■ LISTED RECORDS
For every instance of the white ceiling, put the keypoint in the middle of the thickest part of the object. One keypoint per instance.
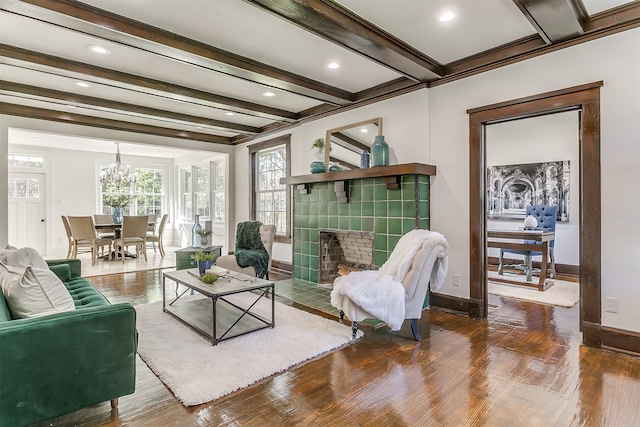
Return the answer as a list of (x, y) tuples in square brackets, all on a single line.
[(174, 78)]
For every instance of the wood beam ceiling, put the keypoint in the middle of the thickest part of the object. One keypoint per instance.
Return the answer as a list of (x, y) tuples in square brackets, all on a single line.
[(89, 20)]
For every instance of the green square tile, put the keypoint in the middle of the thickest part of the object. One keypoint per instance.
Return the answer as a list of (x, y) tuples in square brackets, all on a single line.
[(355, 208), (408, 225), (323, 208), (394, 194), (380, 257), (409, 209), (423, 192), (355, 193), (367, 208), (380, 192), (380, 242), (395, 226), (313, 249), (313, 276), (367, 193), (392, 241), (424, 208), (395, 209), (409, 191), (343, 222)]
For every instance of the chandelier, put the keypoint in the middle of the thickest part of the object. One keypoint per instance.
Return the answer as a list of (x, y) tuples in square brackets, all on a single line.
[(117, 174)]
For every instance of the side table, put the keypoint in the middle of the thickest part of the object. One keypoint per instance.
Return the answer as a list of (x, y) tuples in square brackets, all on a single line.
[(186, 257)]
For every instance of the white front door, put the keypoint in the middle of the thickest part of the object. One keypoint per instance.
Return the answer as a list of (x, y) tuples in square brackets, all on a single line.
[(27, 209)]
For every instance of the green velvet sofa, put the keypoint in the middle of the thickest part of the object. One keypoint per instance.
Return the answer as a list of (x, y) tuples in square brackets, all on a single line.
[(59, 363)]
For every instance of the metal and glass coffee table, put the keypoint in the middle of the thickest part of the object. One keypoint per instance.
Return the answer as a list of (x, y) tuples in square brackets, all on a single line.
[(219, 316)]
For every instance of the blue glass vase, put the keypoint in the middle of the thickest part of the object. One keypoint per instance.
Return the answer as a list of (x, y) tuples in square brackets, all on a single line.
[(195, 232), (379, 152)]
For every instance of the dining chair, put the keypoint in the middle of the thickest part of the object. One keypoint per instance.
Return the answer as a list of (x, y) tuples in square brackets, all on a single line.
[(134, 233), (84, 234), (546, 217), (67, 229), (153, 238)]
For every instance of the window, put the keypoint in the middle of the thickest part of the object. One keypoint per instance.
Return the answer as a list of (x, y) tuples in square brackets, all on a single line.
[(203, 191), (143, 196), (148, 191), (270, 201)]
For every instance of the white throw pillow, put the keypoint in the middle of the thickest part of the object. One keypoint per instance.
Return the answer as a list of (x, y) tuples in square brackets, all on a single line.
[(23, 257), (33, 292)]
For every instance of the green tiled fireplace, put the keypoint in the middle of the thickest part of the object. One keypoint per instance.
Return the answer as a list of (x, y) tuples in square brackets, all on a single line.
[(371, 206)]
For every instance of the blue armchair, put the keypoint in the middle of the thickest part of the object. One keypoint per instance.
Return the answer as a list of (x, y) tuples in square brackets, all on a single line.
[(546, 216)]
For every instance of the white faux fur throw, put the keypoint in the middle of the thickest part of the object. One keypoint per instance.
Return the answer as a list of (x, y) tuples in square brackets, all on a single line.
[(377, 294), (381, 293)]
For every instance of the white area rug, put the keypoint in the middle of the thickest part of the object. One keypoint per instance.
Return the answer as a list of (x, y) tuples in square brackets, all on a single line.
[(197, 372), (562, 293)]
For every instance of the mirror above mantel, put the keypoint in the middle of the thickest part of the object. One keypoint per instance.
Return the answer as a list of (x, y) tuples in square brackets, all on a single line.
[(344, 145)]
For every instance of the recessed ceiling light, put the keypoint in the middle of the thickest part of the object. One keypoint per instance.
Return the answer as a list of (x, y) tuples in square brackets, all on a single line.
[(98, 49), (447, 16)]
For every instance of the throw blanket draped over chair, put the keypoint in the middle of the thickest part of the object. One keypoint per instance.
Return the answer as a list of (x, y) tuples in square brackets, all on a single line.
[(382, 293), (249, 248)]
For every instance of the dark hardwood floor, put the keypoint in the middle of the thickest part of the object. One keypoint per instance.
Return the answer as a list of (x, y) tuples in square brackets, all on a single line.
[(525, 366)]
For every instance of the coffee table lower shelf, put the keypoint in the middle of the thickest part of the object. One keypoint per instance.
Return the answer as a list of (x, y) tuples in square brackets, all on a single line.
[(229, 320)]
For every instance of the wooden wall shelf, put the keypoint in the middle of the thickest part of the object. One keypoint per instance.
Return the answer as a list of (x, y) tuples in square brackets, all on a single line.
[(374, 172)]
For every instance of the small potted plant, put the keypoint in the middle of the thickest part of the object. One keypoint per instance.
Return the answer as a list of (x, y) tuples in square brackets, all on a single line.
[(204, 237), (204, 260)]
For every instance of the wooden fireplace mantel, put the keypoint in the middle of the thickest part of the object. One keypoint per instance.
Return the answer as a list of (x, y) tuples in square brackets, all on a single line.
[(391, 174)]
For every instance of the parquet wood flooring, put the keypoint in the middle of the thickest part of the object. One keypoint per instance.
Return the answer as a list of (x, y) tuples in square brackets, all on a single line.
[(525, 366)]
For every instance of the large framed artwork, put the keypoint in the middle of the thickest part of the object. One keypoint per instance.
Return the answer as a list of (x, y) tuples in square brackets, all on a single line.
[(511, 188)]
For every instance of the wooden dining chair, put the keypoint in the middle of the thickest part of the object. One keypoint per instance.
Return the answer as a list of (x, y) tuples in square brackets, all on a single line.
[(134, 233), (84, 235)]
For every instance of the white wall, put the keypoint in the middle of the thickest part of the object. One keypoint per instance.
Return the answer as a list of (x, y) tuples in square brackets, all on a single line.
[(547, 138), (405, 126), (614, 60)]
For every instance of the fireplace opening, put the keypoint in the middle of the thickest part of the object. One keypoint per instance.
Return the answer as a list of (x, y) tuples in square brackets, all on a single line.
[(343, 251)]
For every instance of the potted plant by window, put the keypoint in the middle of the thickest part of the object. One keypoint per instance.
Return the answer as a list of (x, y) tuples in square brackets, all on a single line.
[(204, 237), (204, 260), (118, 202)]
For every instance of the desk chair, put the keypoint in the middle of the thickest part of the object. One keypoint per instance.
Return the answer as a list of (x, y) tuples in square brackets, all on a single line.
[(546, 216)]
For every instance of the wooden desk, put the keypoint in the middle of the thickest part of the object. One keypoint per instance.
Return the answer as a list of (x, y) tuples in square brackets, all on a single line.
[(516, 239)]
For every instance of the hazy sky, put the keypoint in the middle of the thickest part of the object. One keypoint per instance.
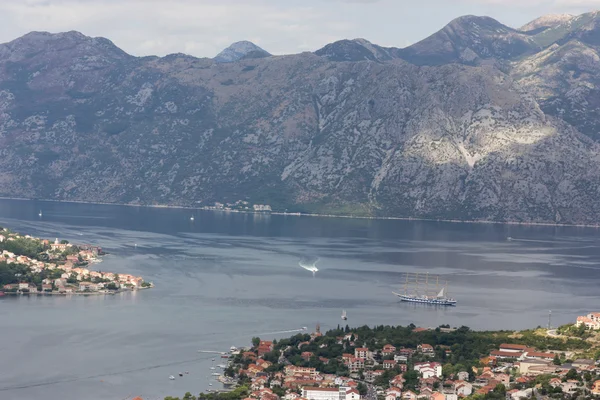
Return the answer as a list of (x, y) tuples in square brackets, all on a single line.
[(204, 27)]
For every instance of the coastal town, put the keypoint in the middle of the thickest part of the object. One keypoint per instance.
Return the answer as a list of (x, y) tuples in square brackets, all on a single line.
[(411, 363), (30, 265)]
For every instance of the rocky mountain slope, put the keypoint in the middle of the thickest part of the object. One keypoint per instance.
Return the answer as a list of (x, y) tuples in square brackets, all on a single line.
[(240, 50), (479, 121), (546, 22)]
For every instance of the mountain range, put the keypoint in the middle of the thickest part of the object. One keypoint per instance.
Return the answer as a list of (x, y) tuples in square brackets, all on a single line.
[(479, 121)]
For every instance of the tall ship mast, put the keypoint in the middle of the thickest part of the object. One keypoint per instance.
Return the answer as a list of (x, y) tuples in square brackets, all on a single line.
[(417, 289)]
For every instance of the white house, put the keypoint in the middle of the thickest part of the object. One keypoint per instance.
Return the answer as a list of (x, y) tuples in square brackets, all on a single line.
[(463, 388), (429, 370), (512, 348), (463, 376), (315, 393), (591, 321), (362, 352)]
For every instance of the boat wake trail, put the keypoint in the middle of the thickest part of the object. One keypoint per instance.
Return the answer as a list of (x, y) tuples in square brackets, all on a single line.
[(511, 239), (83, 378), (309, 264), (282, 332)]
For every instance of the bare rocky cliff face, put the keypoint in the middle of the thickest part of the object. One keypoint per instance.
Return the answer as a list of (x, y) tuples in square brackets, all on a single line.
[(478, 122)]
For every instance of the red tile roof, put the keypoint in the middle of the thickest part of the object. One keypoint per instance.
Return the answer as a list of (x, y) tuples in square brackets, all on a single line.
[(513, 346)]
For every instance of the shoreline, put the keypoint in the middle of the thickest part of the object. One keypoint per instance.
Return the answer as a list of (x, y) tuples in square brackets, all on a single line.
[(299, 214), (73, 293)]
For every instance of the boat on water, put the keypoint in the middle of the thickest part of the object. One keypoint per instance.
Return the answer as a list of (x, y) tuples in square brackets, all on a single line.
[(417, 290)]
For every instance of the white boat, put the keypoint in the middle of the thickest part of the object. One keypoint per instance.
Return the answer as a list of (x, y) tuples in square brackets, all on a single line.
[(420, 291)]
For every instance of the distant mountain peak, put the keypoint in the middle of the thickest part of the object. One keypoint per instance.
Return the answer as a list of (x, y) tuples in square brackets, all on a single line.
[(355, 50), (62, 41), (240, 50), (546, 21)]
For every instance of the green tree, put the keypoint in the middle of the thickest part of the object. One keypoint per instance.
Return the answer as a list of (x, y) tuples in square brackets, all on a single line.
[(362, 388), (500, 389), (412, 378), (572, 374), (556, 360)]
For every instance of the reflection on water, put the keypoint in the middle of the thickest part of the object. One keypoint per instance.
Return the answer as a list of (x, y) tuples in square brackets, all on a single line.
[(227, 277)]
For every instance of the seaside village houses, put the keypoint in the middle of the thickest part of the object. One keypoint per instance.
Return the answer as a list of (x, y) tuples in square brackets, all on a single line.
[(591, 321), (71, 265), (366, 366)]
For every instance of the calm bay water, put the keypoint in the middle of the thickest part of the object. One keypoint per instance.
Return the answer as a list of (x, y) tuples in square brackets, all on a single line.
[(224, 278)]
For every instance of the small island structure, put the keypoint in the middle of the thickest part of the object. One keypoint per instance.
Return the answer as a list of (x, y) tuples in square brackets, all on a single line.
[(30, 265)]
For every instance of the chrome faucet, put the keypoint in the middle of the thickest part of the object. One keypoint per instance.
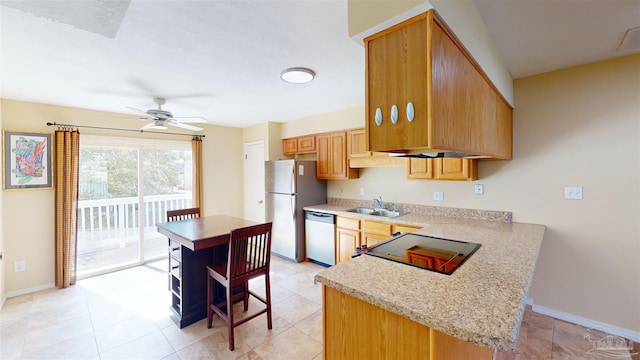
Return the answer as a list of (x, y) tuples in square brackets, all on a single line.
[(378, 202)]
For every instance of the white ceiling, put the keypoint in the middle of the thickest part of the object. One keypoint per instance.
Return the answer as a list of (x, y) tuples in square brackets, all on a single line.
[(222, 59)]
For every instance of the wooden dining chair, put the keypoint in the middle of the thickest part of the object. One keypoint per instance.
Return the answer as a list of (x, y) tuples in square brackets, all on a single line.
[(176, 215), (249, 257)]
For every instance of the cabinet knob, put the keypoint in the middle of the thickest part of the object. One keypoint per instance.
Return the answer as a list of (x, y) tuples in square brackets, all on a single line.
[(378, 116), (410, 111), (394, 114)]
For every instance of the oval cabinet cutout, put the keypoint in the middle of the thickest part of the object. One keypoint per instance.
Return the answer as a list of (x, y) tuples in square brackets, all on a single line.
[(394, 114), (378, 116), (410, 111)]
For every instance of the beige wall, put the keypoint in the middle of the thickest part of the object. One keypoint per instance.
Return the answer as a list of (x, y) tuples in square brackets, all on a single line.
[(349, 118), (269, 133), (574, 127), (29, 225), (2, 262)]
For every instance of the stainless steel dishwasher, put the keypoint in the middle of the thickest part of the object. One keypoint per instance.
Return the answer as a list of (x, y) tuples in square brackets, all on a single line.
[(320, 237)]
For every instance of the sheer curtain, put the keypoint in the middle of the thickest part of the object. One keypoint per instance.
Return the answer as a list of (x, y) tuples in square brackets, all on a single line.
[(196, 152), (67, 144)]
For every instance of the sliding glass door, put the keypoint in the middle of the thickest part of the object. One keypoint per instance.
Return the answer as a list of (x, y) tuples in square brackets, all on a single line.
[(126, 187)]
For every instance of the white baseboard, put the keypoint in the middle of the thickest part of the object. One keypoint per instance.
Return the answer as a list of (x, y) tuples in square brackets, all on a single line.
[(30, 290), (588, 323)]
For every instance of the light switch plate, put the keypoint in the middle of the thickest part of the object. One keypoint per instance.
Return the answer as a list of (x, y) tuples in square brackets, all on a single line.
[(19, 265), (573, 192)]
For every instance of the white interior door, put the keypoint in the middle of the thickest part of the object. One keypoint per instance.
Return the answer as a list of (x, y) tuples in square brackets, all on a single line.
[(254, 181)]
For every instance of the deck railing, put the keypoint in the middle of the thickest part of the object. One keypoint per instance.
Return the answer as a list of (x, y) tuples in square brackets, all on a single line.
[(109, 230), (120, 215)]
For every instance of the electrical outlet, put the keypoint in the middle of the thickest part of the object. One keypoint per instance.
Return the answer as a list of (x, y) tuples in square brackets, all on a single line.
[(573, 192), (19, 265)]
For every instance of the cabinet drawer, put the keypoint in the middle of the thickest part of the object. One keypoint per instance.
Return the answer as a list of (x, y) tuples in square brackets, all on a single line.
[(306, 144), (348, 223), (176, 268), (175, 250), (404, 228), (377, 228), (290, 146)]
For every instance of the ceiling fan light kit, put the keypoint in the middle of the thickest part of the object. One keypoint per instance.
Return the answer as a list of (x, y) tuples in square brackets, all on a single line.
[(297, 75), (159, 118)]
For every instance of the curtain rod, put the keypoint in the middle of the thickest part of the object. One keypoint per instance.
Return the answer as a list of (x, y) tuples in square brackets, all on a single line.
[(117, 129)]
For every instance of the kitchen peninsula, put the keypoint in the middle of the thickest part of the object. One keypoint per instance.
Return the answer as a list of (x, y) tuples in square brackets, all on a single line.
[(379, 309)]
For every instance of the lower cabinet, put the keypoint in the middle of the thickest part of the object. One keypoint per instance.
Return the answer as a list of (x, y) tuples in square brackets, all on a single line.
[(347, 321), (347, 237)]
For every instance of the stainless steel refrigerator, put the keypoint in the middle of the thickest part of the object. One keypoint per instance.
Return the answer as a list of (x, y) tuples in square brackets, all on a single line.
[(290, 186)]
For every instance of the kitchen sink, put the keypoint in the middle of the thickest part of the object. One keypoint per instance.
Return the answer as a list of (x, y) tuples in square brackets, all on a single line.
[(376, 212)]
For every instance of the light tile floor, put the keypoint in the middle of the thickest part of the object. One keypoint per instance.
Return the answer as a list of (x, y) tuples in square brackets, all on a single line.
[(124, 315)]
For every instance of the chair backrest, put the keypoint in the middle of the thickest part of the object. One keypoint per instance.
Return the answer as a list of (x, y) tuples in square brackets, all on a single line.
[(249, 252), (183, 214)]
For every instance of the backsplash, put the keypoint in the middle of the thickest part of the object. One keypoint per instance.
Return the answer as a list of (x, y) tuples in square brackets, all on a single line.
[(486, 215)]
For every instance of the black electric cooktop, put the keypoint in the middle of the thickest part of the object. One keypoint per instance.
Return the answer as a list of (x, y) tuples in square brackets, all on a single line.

■ TASK STATEMENT
Copy the lines between the one holding "For every instance of the deck" and the one holding "[(573, 192), (19, 265)]", inclusive, changing "thickest" to "widest" and leaving everything else unchanged.

■ ANSWER FOR THE TASK
For every instance of the deck railing, put the keypoint in the middle of the widest part of the object. One keypoint per instance.
Return the answer as a list of (x, y) tuples in square brackets, all on a single line.
[(109, 230), (120, 215)]
For every instance of the electrical outlet, put the keypoint in the middle of the widest part of the object. One keypoint per instance.
Return the answer as a list of (x, y) tuples in square brackets, all on a single line.
[(573, 192), (19, 265)]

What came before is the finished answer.